- **STUDY TEXT**:
* * *

William Quarrier

1829 - 1903

 

Willaim Quarrier

William Quarrier was born in Greenock at Crosshore Street in 1829. His father was a ship’s carpenter who died in 1834 of cholera at Quebec, Canada.

This left his widow to bring up his son and two daughters. They moved to Glasgow where his mother kept the family by fine sewing. There at the age of just seven years of age he entered a pin factory as a hand machine operator where for ten hours a day he earned one shilling a week as a hand machine operator.

Later he became an apprentice to a boot and shoemaker. By the time he was twelve he had progressed to the position of journeyman, and then obtained work in a shop in Argyle Street, Glasgow.

Four years later he started his own boot shop and very soon he opened another two shops. His wealth enabled him to marry, but the hardships suffered in his early years, and his Christian faith, resolved him to use his profits to help poor and destitute children.

* * *

- **ASSIGNMENT 1**: List every place name in the William Quarrier biography.
- **ASSIGNMENT 2**: In the William Quarrier biography, what was his weekly pay at the pin factory?
- **ASSIGNMENT 3**: Go on with the William Quarrier biography from its last sentence.
The records that come next are separate material, unrelated to the biography of William Quarrier.

* * *

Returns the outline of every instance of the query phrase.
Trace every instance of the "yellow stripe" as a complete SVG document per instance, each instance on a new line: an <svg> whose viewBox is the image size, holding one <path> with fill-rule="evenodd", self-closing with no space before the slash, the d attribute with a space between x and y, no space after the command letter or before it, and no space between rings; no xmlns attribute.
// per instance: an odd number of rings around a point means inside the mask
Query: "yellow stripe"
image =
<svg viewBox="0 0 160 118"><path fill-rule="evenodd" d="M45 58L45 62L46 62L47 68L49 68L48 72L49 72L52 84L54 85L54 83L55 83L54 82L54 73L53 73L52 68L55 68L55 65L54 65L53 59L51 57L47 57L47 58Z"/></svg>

* * *

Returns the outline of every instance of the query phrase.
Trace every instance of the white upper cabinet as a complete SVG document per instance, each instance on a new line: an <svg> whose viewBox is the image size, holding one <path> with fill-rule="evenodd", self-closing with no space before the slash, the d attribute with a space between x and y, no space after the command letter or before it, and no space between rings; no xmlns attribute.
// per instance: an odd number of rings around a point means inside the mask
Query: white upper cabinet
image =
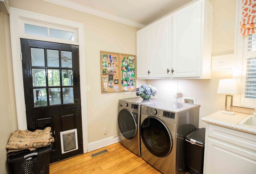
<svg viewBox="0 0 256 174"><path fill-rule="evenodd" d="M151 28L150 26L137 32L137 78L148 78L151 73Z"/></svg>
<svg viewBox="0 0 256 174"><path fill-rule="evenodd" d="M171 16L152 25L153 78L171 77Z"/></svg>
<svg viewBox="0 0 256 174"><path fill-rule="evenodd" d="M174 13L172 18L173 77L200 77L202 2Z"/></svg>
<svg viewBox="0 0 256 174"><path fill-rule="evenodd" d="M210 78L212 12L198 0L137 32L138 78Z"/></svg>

* * *

- **REPLY 1**: Greenock, Crosshore Street, Quebec, Canada, Glasgow, Argyle Street

- **REPLY 2**: One shilling a week.

- **REPLY 3**:
 

Archway to the tenement where William Quarrier was born

In 1864 the distress of a boy whose stock of matches had been stolen from him, led Quarrier to found the shoeblack brigade.

This was followed by a news brigade and parcels brigade with the headquarters for the three brigades - the 'Industrial Brigade Home' - in the Trongate. 

A house in this tenement was his birthplace

 

These projects however, did not prove to be as successful as had been hoped and sadly they closed down.  In 1871 he

 turned his attention to the formation of an orphan home which opened in November in Renfrew Lane, Glasgow. In the

 same year a home for girls was opened in Renfield Street. From these homes a number of children were sent to Canada

 on emigration schemes to receiving homes where each child was placed with suitable families. 

 

In 1872 the boys’ home moved to Cessnock House in a suburb of Govan, and the girls’ home moved to Elm Park in

 Govan Road.  Dovehill  Night Refuge & Mission Hall was established at Dovehill and carried out it's own work with

 children, while the James Morrison Street City Home  taught boys a trade, and trained girls in housekeeping.  

 

He was determined set up a children's village, where poor children from the towns and cities of

 Scotland might enjoy a new life in cottage homes, under the supervision of house fathers and house mothers.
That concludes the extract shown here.